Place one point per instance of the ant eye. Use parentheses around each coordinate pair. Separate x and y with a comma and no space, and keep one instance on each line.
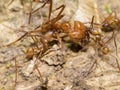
(66,27)
(105,50)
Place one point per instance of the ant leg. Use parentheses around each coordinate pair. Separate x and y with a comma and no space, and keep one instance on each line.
(30,14)
(26,33)
(16,40)
(62,7)
(36,67)
(50,10)
(115,43)
(39,8)
(16,72)
(10,2)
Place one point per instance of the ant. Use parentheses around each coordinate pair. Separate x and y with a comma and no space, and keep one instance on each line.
(111,23)
(40,38)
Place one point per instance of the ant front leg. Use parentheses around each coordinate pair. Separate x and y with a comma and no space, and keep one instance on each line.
(62,7)
(44,3)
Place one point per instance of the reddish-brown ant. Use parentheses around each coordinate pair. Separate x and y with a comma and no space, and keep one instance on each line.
(111,23)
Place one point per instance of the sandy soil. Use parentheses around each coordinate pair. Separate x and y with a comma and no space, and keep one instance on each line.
(60,69)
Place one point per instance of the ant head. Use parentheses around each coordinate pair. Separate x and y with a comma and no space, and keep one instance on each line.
(79,25)
(30,52)
(109,22)
(66,27)
(93,31)
(105,50)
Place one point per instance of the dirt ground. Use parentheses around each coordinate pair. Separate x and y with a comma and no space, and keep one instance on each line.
(60,69)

TASK ITEM => All of the records must come back exactly as they stand, minus every picture.

EXERCISE RESULT =>
Place one point per instance of the ant eye. Use parentheses around each coordinate pair. Separate x and y with a comma and no space, and keep one instance on each line.
(66,27)
(105,50)
Place one point per instance of the ant leg. Use parentheses around each coordinate pair. Separate x and y with a comma and no space, and keep one instance on each line.
(30,14)
(26,33)
(16,40)
(62,7)
(36,67)
(50,10)
(115,43)
(39,8)
(16,72)
(10,2)
Place one point per instance of the ant. Use parentheses around each coordinate pair. Separate x and y with a comma and no space, and keep one instance on each line.
(111,23)
(40,38)
Place one point per instance of the ant front leg. Use parentheses around each coordinate pair. Separate x and y with a comma and no space, and keep one instance on each line.
(62,7)
(44,3)
Place one point per instance of the reddish-brown ant. Use parentheses around each coordinate pair. Separate x and y with a comma and no space, and keep one instance on each line.
(111,23)
Place one point per instance of the sandy soil. Use parentheses around each coordinate pair. Separate x and y with a comma and no space, and keep one instance on each line.
(60,69)
Place one point per instance of the ant head. Use parentheses around each coordinate pair. Separate x and y with a comma and no space, and keep one instance on each line.
(79,25)
(30,52)
(109,22)
(66,27)
(93,31)
(105,50)
Place one point per instance of the dirt ground. Use parentheses around each coordinate pair. Separate x and y with a comma and no space, and keep one instance on each line.
(60,69)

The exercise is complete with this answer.